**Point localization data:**
--- START ---

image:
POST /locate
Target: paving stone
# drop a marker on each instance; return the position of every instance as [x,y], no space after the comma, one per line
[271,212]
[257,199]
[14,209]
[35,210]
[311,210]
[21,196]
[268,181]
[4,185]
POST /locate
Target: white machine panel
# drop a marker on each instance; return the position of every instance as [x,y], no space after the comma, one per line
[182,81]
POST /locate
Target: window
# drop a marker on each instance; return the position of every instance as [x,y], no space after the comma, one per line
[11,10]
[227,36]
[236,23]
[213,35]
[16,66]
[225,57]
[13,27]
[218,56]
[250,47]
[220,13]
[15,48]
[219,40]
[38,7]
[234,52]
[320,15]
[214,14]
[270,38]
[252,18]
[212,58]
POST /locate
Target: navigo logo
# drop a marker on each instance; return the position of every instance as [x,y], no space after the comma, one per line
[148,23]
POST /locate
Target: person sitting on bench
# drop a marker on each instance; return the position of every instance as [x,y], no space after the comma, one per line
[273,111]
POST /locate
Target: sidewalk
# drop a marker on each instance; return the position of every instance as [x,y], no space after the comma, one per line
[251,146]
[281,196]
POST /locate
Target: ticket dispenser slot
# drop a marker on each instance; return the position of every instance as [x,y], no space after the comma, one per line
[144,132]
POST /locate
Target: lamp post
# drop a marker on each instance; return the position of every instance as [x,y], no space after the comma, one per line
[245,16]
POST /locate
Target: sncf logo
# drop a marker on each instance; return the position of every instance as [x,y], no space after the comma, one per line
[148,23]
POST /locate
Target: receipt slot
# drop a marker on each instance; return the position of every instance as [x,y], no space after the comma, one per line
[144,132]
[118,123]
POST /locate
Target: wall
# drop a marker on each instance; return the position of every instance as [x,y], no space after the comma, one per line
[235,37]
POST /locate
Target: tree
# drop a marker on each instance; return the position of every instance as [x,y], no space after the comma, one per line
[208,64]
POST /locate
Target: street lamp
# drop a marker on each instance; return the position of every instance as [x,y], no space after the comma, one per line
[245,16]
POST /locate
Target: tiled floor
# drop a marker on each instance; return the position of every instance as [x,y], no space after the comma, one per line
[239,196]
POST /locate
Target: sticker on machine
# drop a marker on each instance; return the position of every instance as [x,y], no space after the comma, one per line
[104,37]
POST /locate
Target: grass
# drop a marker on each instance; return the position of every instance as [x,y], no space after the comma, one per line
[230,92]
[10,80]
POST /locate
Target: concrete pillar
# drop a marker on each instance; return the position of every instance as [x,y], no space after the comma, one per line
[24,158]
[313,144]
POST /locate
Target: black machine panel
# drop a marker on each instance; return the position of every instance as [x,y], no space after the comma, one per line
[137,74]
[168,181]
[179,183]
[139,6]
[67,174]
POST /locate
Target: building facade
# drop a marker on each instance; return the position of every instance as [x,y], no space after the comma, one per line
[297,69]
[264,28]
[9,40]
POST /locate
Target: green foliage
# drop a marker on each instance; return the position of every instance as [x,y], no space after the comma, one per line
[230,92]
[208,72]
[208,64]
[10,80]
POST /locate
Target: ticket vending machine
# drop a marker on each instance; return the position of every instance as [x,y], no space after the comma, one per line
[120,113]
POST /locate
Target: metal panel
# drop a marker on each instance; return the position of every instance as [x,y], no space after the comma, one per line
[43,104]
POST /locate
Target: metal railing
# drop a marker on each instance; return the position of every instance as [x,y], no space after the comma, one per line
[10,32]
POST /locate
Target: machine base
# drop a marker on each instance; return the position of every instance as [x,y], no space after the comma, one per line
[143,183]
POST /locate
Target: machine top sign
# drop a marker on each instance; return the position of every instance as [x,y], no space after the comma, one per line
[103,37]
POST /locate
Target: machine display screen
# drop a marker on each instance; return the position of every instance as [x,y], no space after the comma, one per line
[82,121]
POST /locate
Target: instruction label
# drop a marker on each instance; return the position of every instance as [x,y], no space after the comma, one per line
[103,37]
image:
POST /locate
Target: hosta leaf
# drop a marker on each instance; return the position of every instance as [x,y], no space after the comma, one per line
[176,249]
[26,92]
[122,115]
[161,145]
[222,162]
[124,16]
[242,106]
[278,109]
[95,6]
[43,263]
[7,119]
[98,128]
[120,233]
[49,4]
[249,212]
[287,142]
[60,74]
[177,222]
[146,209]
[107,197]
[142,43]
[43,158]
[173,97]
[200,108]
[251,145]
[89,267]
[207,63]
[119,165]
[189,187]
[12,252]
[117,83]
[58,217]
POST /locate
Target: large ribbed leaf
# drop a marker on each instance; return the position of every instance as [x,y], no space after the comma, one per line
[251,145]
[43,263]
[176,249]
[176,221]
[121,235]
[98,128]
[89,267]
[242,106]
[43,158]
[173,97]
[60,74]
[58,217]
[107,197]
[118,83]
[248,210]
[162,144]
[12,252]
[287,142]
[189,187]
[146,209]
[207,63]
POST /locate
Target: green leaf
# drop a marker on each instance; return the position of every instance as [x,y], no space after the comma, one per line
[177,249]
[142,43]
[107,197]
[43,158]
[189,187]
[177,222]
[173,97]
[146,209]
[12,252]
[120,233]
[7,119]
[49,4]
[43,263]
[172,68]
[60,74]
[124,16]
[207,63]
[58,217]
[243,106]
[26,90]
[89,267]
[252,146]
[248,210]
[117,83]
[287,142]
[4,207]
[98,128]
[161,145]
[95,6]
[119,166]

--- END ---

Copy out each entry above with no deviation.

**RESPONSE FOR THIS EXERCISE:**
image:
POST /locate
Target: paving stone
# drop a marker on each instance; return the position of every instance as [x,y], no space after the comma, one per line
[271,212]
[257,199]
[14,209]
[35,210]
[311,210]
[21,196]
[268,181]
[4,185]
POST /locate
Target: white machine panel
# drop a marker on each instance; return the position of every instance as [x,y], no space after the comma, one per line
[182,81]
POST /locate
Target: window
# drop a marker on each instance; return the position of every instance as [x,y], no space after the comma, one per line
[11,10]
[227,36]
[236,23]
[213,35]
[16,66]
[225,57]
[13,27]
[218,56]
[250,47]
[220,13]
[15,48]
[219,40]
[38,7]
[234,52]
[320,15]
[214,14]
[270,38]
[252,18]
[212,58]
POST /locate
Target: navigo logo
# drop a marker on each instance; return the position of every instance as [x,y], no space after the comma, one per line
[148,23]
POST /locate
Target: person sitting on bench
# drop a marker on each instance; return the position of every instance as [x,y], no space after the comma, one per line
[273,111]
POST /locate
Target: sidewalk
# drop a marker on each instance; return the position of every instance as [x,y], no space after the comma, one per line
[251,146]
[281,196]
POST /locate
Target: ticket dispenser slot
# drop a marker on each instance; return the position of every instance as [x,y], no space after the comma, one per line
[144,132]
POST /locate
Target: lamp post
# drop a marker on each instance; return the position of every instance as [x,y], no space after the comma, one per line
[245,16]
POST /locate
Target: sncf logo
# drop a marker on each instance; return the position of every instance as [x,y], no space after the comma, one per line
[148,23]
POST /locate
Target: receipt slot
# drop a marker on each instance; return the position of every instance as [x,y], no space after the comma, one per line
[144,132]
[118,123]
POST /locate
Target: wall
# drop a marker on each instance; return the position of every instance as [x,y], no space after the comma, one per line
[235,37]
POST /locate
Target: tree
# drop a marker on each instance; return the position of every instance as [x,y], no space after the comma, one per line
[208,64]
POST /locate
Target: street lamp
# drop a marker on each instance; return the position of every instance as [x,y], no space after the comma, one per line
[245,16]
POST /locate
Target: tiled floor
# drop a marker on each instance; return the position of every instance as [x,y], no space after the comma, one per line
[239,196]
POST /locate
Target: sticker on machine
# drop a marker on each instance; return the position of every instance as [x,y], no space after the comma, one per line
[104,37]
POST /locate
Target: grass
# drop a marker on each instance; return the position of every instance as [x,y], no space after the comma, one per line
[230,92]
[10,80]
POST /locate
Target: concrete pillar
# drop a marker on each instance; return the position of every instance as [x,y], no space after the comma, one per line
[24,158]
[313,144]
POST /locate
Target: black machine panel
# drop a marker on each instance; return the position of every instance as [x,y], no space after the comma, one per line
[137,74]
[168,181]
[179,183]
[139,6]
[67,174]
POST /locate
Target: building facade
# drop a marker on each instance; return the position of every instance as [x,y], no space after the comma, one per line
[297,69]
[264,28]
[9,40]
POST /locate
Target: green foliage
# drop a marker on each instance; return the position of every instance as [x,y], no space after the comma, one per line
[230,92]
[208,72]
[208,64]
[10,80]
POST /locate
Target: ticket vending machine
# drop a marker on each instance; return the position of every instance as [x,y], no space after the comma, one per line
[120,113]
POST /locate
Target: metal panel
# drop a marker on each instance; return the position of every instance as [x,y], no space after the comma, one per line
[43,104]
POST /locate
Target: metal railing
# drop a marker on each instance; return the position of every instance as [x,y], no space after the comma, one per line
[10,32]
POST /locate
Target: machine base
# drop a marker on each instance; return the position of every instance as [x,y], no space after the comma, one per line
[143,183]
POST /locate
Target: machine top sign
# drop a marker on each instance; return the position of every instance as [x,y], no space after the comma, one per line
[103,37]
POST /locate
Target: machine display screen
# drop a marker on each instance; return the position of every instance as [x,y], no space after the comma, one per line
[82,121]
POST /locate
Target: instruction label
# drop a marker on each instance; return the position of every instance as [x,y], no space after the comma, one per line
[103,37]
image:
POST /locate
Target: hosta leaf
# drop a marker on each instance; return the position of every instance as [x,y], no space after the comma, one per line
[176,249]
[26,92]
[122,115]
[161,145]
[222,162]
[124,16]
[242,106]
[278,109]
[95,6]
[43,263]
[7,119]
[98,128]
[120,233]
[49,4]
[249,212]
[287,142]
[60,74]
[177,222]
[146,209]
[107,197]
[142,43]
[43,158]
[173,97]
[200,108]
[251,145]
[89,267]
[207,63]
[119,165]
[189,187]
[12,252]
[117,83]
[58,217]
POST /locate
Target: large ribbed leaf
# drop a marker on each instance; return the position of every instance as [x,y], no space after the comma, one per line
[251,145]
[43,263]
[176,249]
[176,221]
[121,235]
[98,128]
[89,267]
[242,106]
[43,158]
[173,97]
[60,74]
[58,217]
[107,197]
[118,83]
[248,210]
[162,144]
[12,252]
[287,142]
[189,187]
[146,209]
[207,63]
POST /locate
Target: green leaf
# drop a marker on each instance; return the position of every instance as [x,y], no space after the comma, one per line
[177,249]
[142,43]
[107,197]
[43,158]
[189,187]
[177,222]
[173,97]
[146,209]
[12,252]
[120,233]
[7,119]
[49,4]
[43,263]
[172,68]
[60,74]
[124,16]
[207,63]
[58,217]
[243,106]
[26,90]
[89,267]
[252,146]
[248,210]
[117,83]
[287,142]
[4,207]
[98,128]
[161,145]
[95,6]
[119,166]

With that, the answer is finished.